● Things to do:
A. In the cluster setup excerpt, how much RAM can an idle domain controller use?
B. Transcribe the part of the cluster setup excerpt that begins at the words "All nodes in" and ends after "as member servers.".
-- Excerpt provided follows --
Configuring the Public Network Adapter

Note

If IP addresses are obtained via DHCP, access to cluster nodes may be unavailable if the DHCP server is inaccessible. For this reason, static IP addresses are required for all interfaces on a server cluster. Keep in mind that cluster service will only recognize one network interface per subnet. If you need assistance with TCP/IP addressing in Windows Server 2003, please see the Online Help.

Verifying Connectivity and Name Resolution

To verify that the private and public networks are communicating properly, ping all IP addresses from each node. You should be able to ping all IP addresses, locally and on the remote nodes.

To verify name resolution, ping each node from a client using the node’s machine name instead of its IP address. It should only return the IP address for the public network. You may also want to try a PING –a command to do a reverse lookup on the IP Addresses.

Verifying Domain Membership

All nodes in the cluster must be members of the same domain and be able to access a domain controller and a DNS server. They can be configured as member servers or domain controllers. You should have at least one domain controller on the same network segment as the cluster. For high availability. another domain controller should also be available to remove a single point of failure. In this guide, all nodes are configured as member servers.

There are instances where the nodes may be deployed in an environment where there are no pre-existing Microsoft® Windows NT® 4.0 domain controllers or Windows Server 2003 domain controllers. This scenario requires at least one of the cluster nodes to be configured as a domain controller. However, in a two-node server cluster, if one node is a domain controller, then the other node also must be a domain controller. In a four-node cluster implementation, it is not necessary to configure all four nodes as domain controllers. However, when following a “best practices” model and having at least one backup domain controller, at least one of the remaining three nodes should be configured as a domain controller. A cluster node must be promoted to a domain controller by using the DCPromo tool before the cluster service is configured.

The dependence in Windows Server 2003 on the DNS further requires that every node that is a domain controller also must be a DNS server if another DNS server that supports dynamic updates and/or SRV records is not available (Active directory integrated zones recommended).

The following issues should be considered when deploying cluster nodes as domain controllers:

  • If one cluster node in a two-node cluster is a domain controller, the other node must be a domain controller

  • There is overhead associated with running a domain controller. An idle domain controller can use anywhere between 130 and 140 MB of RAM, which includes having the Cluster service running. There is also increased network traffic from replication, because these domain controllers have to replicate with other domain controllers in the domain and across domains.

  • If the cluster nodes are the only domain controllers, then each must be a DNS server as well. They should point to each other for primary DNS resolution and to themselves for secondary resolution.
-- Excerpt provided concluded --
-- Records supplied follows --
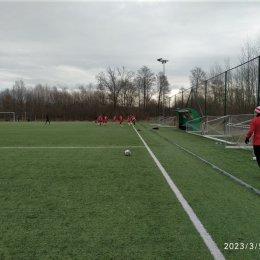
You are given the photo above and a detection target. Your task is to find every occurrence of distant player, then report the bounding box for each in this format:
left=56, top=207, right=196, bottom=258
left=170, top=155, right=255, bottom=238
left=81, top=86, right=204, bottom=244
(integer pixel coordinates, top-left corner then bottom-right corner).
left=112, top=116, right=116, bottom=124
left=131, top=115, right=136, bottom=125
left=118, top=116, right=124, bottom=127
left=245, top=106, right=260, bottom=167
left=45, top=115, right=51, bottom=125
left=127, top=116, right=131, bottom=125
left=98, top=115, right=103, bottom=126
left=104, top=115, right=108, bottom=126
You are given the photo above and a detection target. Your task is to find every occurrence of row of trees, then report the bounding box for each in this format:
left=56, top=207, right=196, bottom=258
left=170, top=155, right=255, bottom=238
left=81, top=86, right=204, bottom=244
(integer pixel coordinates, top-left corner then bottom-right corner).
left=0, top=66, right=170, bottom=120
left=0, top=34, right=260, bottom=120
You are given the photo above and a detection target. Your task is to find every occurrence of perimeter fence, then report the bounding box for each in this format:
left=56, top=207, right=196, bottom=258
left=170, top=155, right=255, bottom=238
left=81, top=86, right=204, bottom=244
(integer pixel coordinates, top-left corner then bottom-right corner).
left=172, top=56, right=260, bottom=116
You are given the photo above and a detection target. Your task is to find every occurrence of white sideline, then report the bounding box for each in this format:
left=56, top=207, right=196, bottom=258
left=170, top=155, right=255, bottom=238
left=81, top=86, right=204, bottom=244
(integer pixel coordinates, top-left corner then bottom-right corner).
left=134, top=127, right=225, bottom=260
left=0, top=146, right=145, bottom=149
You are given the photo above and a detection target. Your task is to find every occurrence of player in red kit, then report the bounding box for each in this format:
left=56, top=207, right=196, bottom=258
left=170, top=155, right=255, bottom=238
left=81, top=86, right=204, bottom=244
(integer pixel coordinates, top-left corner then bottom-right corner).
left=118, top=116, right=124, bottom=127
left=104, top=115, right=108, bottom=126
left=131, top=115, right=136, bottom=125
left=127, top=116, right=131, bottom=125
left=113, top=116, right=116, bottom=123
left=98, top=116, right=103, bottom=126
left=245, top=106, right=260, bottom=167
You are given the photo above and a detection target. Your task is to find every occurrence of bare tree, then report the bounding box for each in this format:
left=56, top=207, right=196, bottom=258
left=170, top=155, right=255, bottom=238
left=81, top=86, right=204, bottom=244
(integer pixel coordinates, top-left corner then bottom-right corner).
left=157, top=72, right=170, bottom=115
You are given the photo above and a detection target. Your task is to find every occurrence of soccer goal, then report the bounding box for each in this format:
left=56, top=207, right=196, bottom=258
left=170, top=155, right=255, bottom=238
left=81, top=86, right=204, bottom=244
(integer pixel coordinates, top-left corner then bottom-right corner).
left=149, top=116, right=177, bottom=127
left=226, top=115, right=253, bottom=149
left=0, top=112, right=15, bottom=122
left=186, top=114, right=254, bottom=145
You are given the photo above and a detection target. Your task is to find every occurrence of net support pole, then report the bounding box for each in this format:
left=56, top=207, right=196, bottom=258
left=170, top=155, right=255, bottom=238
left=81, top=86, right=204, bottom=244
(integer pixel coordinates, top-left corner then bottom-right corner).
left=257, top=56, right=260, bottom=106
left=204, top=80, right=207, bottom=115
-- Records supplied concluded --
● Solution list:
A. An idle domain controller can use between 130 and 140 MB of RAM, including having the Cluster service running.

B.
All nodes in the cluster must be members of the same domain and be able to access a domain controller and a DNS server. They can be configured as member servers or domain controllers. You should have at least one domain controller on the same network segment as the cluster. For high availability. another domain controller should also be available to remove a single point of failure. In this guide, all nodes are configured as member servers.